- _Records to use_:
★ ★ ★ ★ ★ ★ ★

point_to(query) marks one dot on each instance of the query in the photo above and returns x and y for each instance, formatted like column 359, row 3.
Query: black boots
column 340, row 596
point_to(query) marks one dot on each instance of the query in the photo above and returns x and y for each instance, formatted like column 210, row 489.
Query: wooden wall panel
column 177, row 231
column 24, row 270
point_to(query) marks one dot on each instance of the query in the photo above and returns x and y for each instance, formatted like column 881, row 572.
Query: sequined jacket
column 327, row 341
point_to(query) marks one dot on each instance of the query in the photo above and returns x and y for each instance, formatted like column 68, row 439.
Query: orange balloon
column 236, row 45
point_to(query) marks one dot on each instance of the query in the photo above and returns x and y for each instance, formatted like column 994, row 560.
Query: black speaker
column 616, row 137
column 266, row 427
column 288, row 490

★ ★ ★ ★ ★ ★ ★

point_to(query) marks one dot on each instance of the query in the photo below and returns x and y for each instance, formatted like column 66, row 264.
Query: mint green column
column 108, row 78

★ ★ ★ ★ ★ ★ ★

- _What needs to be done_: What is the number of lines in the data that include the word "above"? State only that number.

- _Response box_: 5